— ACTIVITY —
With the pictures left out, write out the records verbatim.

[Dataset entries]

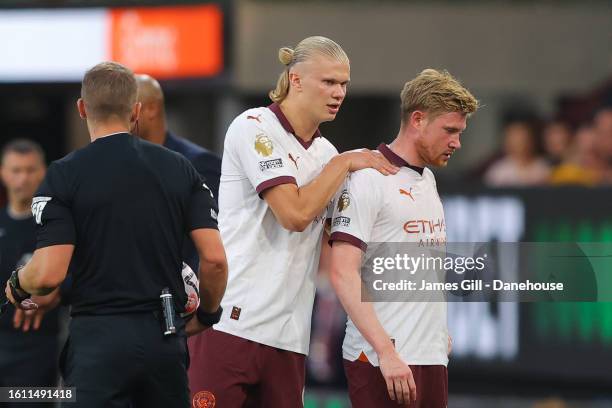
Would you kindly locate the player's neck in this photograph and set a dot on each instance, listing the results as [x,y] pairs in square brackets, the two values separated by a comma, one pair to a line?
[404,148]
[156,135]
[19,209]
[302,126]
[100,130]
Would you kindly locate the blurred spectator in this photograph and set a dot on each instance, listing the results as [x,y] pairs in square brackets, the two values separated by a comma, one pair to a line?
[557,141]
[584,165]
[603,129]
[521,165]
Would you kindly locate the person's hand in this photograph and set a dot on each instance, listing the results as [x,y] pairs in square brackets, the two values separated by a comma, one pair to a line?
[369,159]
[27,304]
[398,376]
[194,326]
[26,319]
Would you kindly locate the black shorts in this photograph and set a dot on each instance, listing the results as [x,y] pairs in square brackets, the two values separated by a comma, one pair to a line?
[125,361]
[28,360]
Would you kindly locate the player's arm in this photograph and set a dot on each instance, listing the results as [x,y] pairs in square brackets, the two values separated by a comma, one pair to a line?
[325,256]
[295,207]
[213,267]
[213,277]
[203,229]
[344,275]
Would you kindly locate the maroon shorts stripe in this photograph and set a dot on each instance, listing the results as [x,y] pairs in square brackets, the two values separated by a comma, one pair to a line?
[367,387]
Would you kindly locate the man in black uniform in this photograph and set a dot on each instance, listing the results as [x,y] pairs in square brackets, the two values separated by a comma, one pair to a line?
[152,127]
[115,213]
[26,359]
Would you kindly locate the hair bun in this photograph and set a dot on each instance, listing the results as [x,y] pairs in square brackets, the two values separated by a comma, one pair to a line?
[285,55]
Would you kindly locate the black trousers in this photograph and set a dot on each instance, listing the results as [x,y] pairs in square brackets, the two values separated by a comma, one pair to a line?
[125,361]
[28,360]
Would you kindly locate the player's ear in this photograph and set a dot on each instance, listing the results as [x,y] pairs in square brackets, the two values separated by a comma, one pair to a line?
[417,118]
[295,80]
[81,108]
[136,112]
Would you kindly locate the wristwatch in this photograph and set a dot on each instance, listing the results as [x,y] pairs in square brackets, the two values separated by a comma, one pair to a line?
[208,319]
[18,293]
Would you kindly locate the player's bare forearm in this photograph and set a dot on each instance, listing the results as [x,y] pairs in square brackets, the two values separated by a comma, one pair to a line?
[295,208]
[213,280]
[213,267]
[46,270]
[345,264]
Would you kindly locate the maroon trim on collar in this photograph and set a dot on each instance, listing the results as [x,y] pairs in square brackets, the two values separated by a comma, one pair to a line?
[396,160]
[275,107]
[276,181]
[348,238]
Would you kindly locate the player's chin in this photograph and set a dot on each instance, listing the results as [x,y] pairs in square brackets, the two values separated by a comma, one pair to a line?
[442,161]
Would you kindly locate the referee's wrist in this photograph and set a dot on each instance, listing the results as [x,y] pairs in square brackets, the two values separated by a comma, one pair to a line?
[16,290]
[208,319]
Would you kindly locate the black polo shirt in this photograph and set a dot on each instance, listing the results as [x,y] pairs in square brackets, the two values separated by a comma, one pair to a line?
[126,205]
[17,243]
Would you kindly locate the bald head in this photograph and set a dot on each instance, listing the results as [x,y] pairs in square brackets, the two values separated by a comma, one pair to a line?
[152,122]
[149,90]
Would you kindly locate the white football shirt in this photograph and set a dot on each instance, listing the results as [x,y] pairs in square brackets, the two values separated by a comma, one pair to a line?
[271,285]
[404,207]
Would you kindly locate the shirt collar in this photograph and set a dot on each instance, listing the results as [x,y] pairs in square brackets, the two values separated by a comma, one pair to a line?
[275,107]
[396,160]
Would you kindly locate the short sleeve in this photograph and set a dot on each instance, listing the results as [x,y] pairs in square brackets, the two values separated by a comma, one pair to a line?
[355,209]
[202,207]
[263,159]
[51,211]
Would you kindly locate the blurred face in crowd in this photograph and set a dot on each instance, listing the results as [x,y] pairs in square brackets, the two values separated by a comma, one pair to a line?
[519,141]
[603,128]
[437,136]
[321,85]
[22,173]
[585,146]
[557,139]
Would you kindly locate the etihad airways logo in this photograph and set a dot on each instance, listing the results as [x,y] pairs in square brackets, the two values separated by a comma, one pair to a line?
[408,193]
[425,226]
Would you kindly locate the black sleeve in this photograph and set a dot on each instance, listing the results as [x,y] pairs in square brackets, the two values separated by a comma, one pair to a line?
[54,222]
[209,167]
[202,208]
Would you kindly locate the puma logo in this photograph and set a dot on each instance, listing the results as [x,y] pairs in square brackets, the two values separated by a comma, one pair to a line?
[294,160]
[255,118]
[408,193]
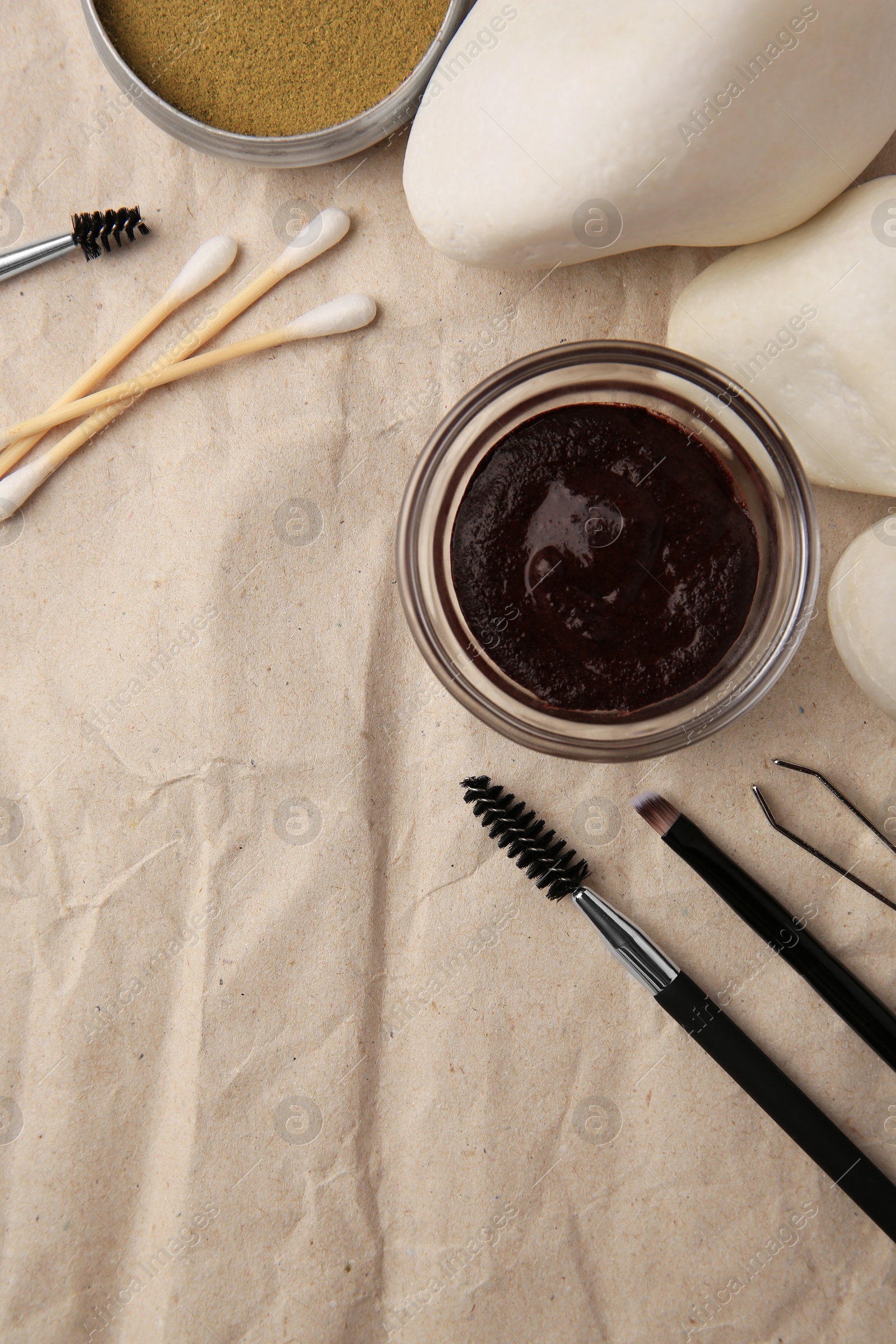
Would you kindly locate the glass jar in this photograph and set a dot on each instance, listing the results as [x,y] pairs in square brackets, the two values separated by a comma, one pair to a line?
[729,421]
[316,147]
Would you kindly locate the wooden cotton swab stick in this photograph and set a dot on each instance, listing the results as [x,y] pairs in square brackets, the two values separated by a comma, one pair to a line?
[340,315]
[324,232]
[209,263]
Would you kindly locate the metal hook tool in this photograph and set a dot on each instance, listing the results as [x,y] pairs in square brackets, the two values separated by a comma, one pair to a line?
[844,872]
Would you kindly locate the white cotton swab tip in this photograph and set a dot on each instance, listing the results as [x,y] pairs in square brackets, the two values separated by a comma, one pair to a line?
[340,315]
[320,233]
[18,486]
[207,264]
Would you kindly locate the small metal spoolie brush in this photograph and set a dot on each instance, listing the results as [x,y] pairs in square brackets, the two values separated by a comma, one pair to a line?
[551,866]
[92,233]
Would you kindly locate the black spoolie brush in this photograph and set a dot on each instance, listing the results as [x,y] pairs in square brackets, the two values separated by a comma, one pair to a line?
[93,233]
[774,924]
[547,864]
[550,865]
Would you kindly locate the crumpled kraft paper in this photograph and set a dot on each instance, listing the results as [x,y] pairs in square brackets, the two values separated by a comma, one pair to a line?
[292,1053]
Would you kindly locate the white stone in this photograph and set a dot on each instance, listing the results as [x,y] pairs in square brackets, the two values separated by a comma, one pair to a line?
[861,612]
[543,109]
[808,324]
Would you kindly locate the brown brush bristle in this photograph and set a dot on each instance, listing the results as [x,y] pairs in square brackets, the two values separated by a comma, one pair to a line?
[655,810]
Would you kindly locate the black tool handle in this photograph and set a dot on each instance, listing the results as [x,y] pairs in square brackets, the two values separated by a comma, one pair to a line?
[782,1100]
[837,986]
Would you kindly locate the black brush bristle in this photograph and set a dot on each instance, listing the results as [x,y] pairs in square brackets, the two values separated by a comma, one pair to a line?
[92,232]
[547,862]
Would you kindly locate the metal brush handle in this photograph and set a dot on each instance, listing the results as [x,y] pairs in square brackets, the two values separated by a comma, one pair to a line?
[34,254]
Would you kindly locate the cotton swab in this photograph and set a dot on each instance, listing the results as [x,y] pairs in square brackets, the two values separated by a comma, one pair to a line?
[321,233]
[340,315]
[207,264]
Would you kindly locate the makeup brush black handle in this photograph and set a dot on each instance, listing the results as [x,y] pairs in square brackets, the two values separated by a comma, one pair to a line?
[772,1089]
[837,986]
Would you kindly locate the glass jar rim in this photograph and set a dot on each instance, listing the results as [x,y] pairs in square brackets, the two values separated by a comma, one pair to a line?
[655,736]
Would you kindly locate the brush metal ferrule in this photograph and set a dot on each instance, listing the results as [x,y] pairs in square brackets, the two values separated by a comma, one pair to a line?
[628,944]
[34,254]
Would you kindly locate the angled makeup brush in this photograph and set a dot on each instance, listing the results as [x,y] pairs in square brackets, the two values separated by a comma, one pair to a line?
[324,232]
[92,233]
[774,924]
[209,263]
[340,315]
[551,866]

— SOLUTION FOR THIS PROBLEM —
Would you kindly locate the player's neck in this photograph and set a dot on each instance, listing the results as [x,y] pairs in square brackets, the two values separated by a comma, one pair to a line?
[404,148]
[156,135]
[19,209]
[302,126]
[100,130]
Would you kindly locate the blurred spectator in this photograph and set a dot on each instance, listing the results as [x,y] pairs in square brackets, the two values separated by a comma, one pair to a line?
[557,141]
[584,165]
[603,129]
[521,165]
Would you kindly locate the person's hand in this photograph and set a dot on each instance, listing the results as [x,y] pairs in square brackets, the two values separated by a comma, one pair to a line?
[369,159]
[27,304]
[398,376]
[194,326]
[26,319]
Would you kindly locate the black shorts in this photograph and set a dot on each instance, listing the results as [x,y] pairs in square brackets, the two values separated by a comma, one pair to a line?
[125,361]
[28,360]
Would you kindly locate the player's arm in this photograph and set a dot on each instance, listing the results as [x,y] pairs in square brackets, the two values separated by a comma, one pair to a line?
[325,256]
[295,207]
[213,267]
[213,277]
[203,229]
[344,275]
Would you kindly locate the maroon shorts stripe in this photograph and set a dot on each instance, listing the results as [x,y] pairs in square brackets, the two values separated by a comma, one pair to a line?
[367,387]
Would you kindly locate the man in black uniform in this photograph and set a dot on each instance, listing the results as [x,y] pairs in square brackets, the two values separated by a comma, one pair to a line?
[152,127]
[115,213]
[26,359]
Would you kindly locate the hair bun in this photograph and set a dot on each instance, listing the results as [x,y] pairs in square brackets, the two values separated by a comma, one pair to a line?
[285,55]
Would you kindly locate the black trousers in this photograph and set a dot on each instance, listing the results as [x,y] pairs in square brackets, the two values separated by a comma, one pair to a line?
[125,361]
[28,360]
Would you kindly locate the player's ear in this photograph and set a dot on each instance, listing the results as [x,y] pairs in square brackets, the two values separated by a comma, one pair to a line?
[417,118]
[295,80]
[81,108]
[136,112]
Would you kindly locate the wristwatch in this photograph and set a dot on each instance, listing the results as [x,y] pairs in square brackets, the two values separated by a comma, one pair to a line?
[208,319]
[18,293]
Would you kindly locate the player's bare forearm in this photograph and set a dot on each instance, listing the results as [x,y] pairs in square brackets, the two values separated by a comma, one pair to a line?
[295,208]
[213,280]
[213,267]
[46,270]
[345,264]
Would you kindly locate the maroon trim on collar in this photograph and set a dot on each instance, listing the results as [x,y] pairs in square brackets, the two values separated by a comma, one pair to a line?
[396,160]
[275,107]
[276,181]
[348,238]
Would you kindly locate the player's chin in this photograph and set a dot on each instance, listing the results as [x,y] pairs in square brackets, the two values separated by a comma, one pair to a line?
[442,161]
Would you kindly locate the referee's wrist in this photograph and set a dot on each instance, listing the results as [x,y] pairs in square brackets, the two values separated by a comma, one pair to a line?
[16,290]
[208,319]
Would you kindly locate the black polo shirt in this photograph and set a dot on each instance, listing the results as [x,y] pairs in square brackets, the two values separated by a comma, one pair to a line?
[126,205]
[17,243]
Would you kindly locate the bald head in this photograph and set a dot on each instance, listing the results as [x,y] pairs in square brackets, the two values separated by a comma, one pair to a line?
[152,122]
[149,90]
Would you kindly locate the white football shirt in this photograph and set a dot on each instance, listing the results as [x,y] pairs in square brackets, the two values separated by a comma, one pair to a line?
[271,285]
[404,207]
Would you kindly locate the shirt collar in this photograph and set a dot on each instance, listing the results as [x,y] pairs in square brackets, the two values separated by a comma, one pair to a line?
[275,107]
[396,160]
Would you kindly locate the short sleeve in this photograph and set a dot on each instance, listing the results as [x,y] pairs in square brackets, the two values separated by a comma, one pair to a line?
[355,209]
[202,207]
[263,159]
[51,211]
Would you kindly locate the blurred face in crowd in this photograph and set a dot on each instance, listing the results as [x,y] pairs in square brackets, the two values separated by a comma, one pair to a line?
[519,141]
[603,128]
[437,136]
[321,85]
[22,173]
[585,146]
[557,139]
Would you kindly locate the etihad airways logo in this photograph and set a dot on each instance, listing the results as [x,y] pairs in square brackets, the two values separated by a comma, one pair to a line?
[408,193]
[425,226]
Would you kindly locate the black sleeve in this photograph and set a dot on each instance, listing the results as [x,y] pairs in square brackets, the two values separated by a comma, one pair to a line?
[54,222]
[209,167]
[202,208]
Would you kindly locate the puma logo in this photograph and set a dot on each instance, listing the results as [x,y] pairs in square brackets, the two values separated by a comma, one pair to a line?
[294,160]
[255,118]
[408,193]
Would you kindly locate the glass jar in this photograph and set a dot on each instance, listing the results as [x,y] pairs in square brackets, the two values separated by a comma, one pair to a line?
[729,421]
[316,147]
Would you kindly locate the wooden cotton swab stick in this photograph and set a dot on each instance, listing the results as [x,y] pairs in square brackets, the two values separated by a comma, one pair to a line?
[340,315]
[324,232]
[209,263]
Would you kindly locate the metal hook tool in this photograph and set a dot on each instance, listing the results as [x,y] pairs in square brackets, the two values separated by a comma, one pair to a line?
[844,872]
Would you kindly locate the white cotton swab tip in this photograph and set a dot on each instance, listing the results as [x,y] pairs in square brackets, the two values separated by a comma, one pair to a line?
[340,315]
[320,233]
[18,486]
[207,264]
Would you kindly locate the small metal spoolie brush in this photograph and set a dot on each instance, listing the results as [x,y] pairs in square brackets, the two values separated by a comma, one pair to a line?
[551,866]
[92,233]
Would you kindly locate the black spoolie brush in this photograph and set a dot on each instance, listing the results as [x,y] pairs in square brackets, the two values separated by a comma, one pair to a line?
[93,233]
[774,924]
[547,864]
[550,865]
Would you kindly locate the crumpled kraft paper in this photograph and set a dot on each instance, listing the results as [x,y] pairs in square brackets, the two values separated by a comma, one pair to a line?
[292,1053]
Would you kindly locate the white stone in this photograph and set a dot on each instance, listing the results as [x,y] pairs in square brackets, the two values separated by a comma, one pair to a line?
[861,612]
[543,109]
[808,324]
Would you kindly locate the brown brush bristle in this photograph and set a dot on each instance, listing the results as [x,y] pairs in square brackets, the two values separated by a comma, one pair to a line?
[655,810]
Would you kindly locate the black tool handle in this photograph and set a dot on each instance, listing the results as [x,y] pairs in square brackets, the two values separated by a comma, one pair to a line?
[782,1100]
[837,986]
Would you kindly locate the black brush bristle in this photograph and set a dot on each instance, listing the results as [x,y] pairs in square brackets, the two values separated by a comma, one pair to a line?
[92,232]
[547,862]
Would you kindly locate the metal brush handle in this photograph and set a dot on each instance, listing the results as [x,y] pairs in square brackets, the two values separated by a comma, one pair to a line?
[34,254]
Would you kindly locate the cotton swab in this photograph and set a dot on each instance, listing the results as [x,y] pairs in square brackets, the two values separated by a comma, one pair to a line?
[321,233]
[340,315]
[207,264]
Would you kindly locate the makeup brush black handle in this photograph and set a dot on each instance, listing the results as [x,y] pairs in square brackets, the two values separated by a comma, one pair to a line?
[772,1089]
[837,986]
Would you kindly locate the glass jar rim in this photograph and set a dot on each instance, listing the results as [x,y] pairs in square brackets, the two values separated by a comma, one pair to a line?
[655,736]
Would you kindly locate the brush metal ferrule in this photograph and set a dot on each instance, listing the results as [x,y] pairs in square brackets, the two values separated by a comma, one pair to a line?
[628,944]
[34,254]
Would you kindly locate the angled makeup brush in this photograph and set a dot on each instance, listing the results as [x,y] pairs in square brackets, the two values separated by a comma, one pair to a line?
[324,232]
[92,233]
[774,924]
[209,263]
[340,315]
[551,866]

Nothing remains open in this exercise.